WHAT TO DO: Your answer should be a single number: the count of lines in the entries below that contain "asphalt".

GIVEN INFORMATION:
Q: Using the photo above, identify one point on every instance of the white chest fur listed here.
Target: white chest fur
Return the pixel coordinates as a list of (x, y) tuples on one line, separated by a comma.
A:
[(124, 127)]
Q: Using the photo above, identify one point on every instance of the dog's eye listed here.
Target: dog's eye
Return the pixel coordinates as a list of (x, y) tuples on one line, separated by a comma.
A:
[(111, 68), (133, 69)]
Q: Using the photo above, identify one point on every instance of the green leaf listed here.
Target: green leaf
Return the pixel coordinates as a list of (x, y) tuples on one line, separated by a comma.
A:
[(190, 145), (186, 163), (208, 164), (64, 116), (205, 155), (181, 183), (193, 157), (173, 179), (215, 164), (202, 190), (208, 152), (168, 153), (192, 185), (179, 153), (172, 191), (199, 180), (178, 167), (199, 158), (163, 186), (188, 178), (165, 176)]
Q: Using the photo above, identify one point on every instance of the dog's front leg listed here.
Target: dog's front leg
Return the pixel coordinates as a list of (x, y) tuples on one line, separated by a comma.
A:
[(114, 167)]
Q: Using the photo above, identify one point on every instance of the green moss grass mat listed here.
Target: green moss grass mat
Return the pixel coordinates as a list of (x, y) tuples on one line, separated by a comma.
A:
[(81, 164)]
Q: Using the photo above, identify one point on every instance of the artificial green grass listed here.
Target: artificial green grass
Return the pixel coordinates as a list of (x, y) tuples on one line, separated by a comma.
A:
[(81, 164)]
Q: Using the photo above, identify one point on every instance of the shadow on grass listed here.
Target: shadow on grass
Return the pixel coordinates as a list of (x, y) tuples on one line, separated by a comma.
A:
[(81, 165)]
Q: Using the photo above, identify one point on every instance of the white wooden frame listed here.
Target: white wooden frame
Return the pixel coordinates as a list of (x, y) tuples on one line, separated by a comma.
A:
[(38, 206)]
* * *
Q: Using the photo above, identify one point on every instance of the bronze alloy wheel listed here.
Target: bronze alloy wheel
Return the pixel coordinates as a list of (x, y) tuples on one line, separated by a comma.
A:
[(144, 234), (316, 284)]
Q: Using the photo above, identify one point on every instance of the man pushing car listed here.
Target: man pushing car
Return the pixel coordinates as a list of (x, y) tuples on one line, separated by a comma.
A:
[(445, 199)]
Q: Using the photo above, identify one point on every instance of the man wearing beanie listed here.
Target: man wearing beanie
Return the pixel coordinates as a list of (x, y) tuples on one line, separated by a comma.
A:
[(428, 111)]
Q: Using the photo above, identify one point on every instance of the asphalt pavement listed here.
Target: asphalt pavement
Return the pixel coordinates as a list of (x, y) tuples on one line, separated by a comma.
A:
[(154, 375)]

RESPONSE TO THE EXERCISE: 2